Saat ini dikenal istilah diskresi atau kewenangan aparat birokrasi
untuk menentukan keputusan diluar dari aturan baku yang ada, seringkali
menjadi solusi alternatif dalam merespon kondisi dalam pelayanan publik,
namun juga memiliki implikasi adanya penyimpangan kewenangan (abuse of
power) jika diskresi yang dimilikinya tidak diiringi dengan adanya etika
dan akuntabilitas.
Namun karena kompleksnya persoalan seputar pemerintahan, saat ini
kewenangan berupa diskresi tersebut seringkali menjadi tututan oleh
pemerintah daerah. namun disisi lain, terkadang diskresi yang dilakukan
tingkat pemerintah daerah kemudian bermasalah pada sisi hukum. Maka tidak
hal ini berimplikasi dengan adanya keragu-raguan kepala daerah untuk segera
menggunakan kewenangan diskresi yang dimilikinya, sebagai upaya pemenuhan
layanan yang merupakan tuntutan masyarakatnya.
Diskresi yang dimiliki oleh seorang kepala daerah untuk menentukan
keputusan didaerahnya, yang mana keputusan itu mendesak untuk dilakukan
seringkali tidak dilakukan oleh kepala daerah bersangkutan. Disinyalir
bahwa belum adanya payung hukum mengenai diskresi kepala daerah tersebut,
ditakutkan oleh kepala daerah jika itu dilakukan maka akan berhadapan
dengan aturan hukum yang berlaku. Disamping itu juga, karena kekhawatiran
tersebut menjadikan kepala daerah cenderung mengikuti pada aturan yang
baku, sehingga daerah seringkali dikatakan kurang responsif, tidak inovatif
dan tidak efektif efisien terutama hal ini dalam pelayanan publik di
daerah.

..............................

- Tugas singkat 1 -
Kutip dari teks bacaan tentang diskresi kepala daerah bagian dari "Saat ini dikenal" sampai "dan akuntabilitas." tanpa mengubah satu kata pun.

..............................

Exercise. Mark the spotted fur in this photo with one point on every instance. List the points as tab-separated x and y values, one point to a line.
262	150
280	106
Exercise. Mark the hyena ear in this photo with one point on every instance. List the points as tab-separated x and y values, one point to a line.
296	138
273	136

..............................

- Tugas singkat 2 -
Susun baris-baris data masukan, dari baris yang memuat "Exercise. Mark the hyena" sampai akhir data, menjadi tabel Markdown dengan kolom "No." dan "Teks". Lewati baris kosong.

- Hasil yang benar 1 -
Saat ini dikenal istilah diskresi atau kewenangan aparat birokrasi
untuk menentukan keputusan diluar dari aturan baku yang ada, seringkali
menjadi solusi alternatif dalam merespon kondisi dalam pelayanan publik,
namun juga memiliki implikasi adanya penyimpangan kewenangan (abuse of
power) jika diskresi yang dimilikinya tidak diiringi dengan adanya etika
dan akuntabilitas.

- Hasil yang benar 2 -
| No. | Teks |
|---|---|
| 1 | Exercise. Mark the hyena ear in this photo with one point on every instance. List the points as tab-separated x and y values, one point to a line. |
| 2 | 296	138 |
| 3 | 273	136 |